>> Begin
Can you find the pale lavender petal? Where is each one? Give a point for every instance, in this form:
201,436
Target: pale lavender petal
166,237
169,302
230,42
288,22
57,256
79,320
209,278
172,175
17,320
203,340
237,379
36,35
>> End
Shift every number in the answer coordinates by -106 and write out all the lines of the items again, including the requests. Leave the requests unchanged, along with the sample point in their format line.

ANSWER FOR THE TASK:
Can you find the pale lavender petal? Where is each one? Give a point for every instance, in this form:
201,436
Target: pale lavender petal
60,131
63,196
124,-64
182,-84
-49,150
-27,214
103,172
66,69
-89,214
97,234
131,273
-70,-71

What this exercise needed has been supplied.